• **Activity**
Stop after the line that contains "Pin each instance of the hat"; until then, restate each line of the entries word for word from the very first.

• **Materials provided**
= = = = =
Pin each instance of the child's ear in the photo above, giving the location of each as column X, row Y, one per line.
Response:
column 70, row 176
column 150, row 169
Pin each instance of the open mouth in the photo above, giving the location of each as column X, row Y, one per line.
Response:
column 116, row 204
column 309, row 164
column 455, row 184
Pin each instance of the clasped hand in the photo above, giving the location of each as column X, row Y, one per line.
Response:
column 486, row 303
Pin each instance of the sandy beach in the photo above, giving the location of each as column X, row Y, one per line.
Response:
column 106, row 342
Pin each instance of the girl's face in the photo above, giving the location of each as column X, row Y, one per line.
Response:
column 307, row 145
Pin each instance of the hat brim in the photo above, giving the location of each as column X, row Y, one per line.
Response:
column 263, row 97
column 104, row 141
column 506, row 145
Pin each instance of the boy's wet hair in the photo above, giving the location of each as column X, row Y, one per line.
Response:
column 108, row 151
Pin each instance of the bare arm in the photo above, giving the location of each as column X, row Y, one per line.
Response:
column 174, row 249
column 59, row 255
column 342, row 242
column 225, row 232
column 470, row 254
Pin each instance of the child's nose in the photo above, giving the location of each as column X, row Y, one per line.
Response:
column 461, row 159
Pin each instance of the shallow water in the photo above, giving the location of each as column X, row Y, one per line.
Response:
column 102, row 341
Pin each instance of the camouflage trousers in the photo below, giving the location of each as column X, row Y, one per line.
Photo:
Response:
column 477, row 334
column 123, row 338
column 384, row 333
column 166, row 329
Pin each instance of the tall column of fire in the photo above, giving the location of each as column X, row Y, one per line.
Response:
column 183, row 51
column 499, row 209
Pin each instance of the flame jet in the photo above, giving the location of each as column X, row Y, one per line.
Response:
= = = = =
• **Task output**
Pin each instance of the child's ear in the photo above, giving the location of each as column X, row Y, one per line.
Response:
column 70, row 176
column 150, row 169
Pin each instance of the open mouth in the photo above, giving the location of each as column X, row Y, one per line.
Response:
column 116, row 204
column 309, row 164
column 455, row 184
Pin each instance of the clasped hand in the photo above, giving the location of each as column X, row Y, one per line.
Response:
column 486, row 303
Pin each instance of the sandy beach in the photo above, giving the location of each as column X, row Y, one per line.
Response:
column 106, row 342
Pin each instance of the girl's face in the photo above, giving the location of each as column X, row Y, one per line.
Response:
column 307, row 145
Pin each instance of the hat brim in the photo above, giving the location of each as column X, row Y, one per line.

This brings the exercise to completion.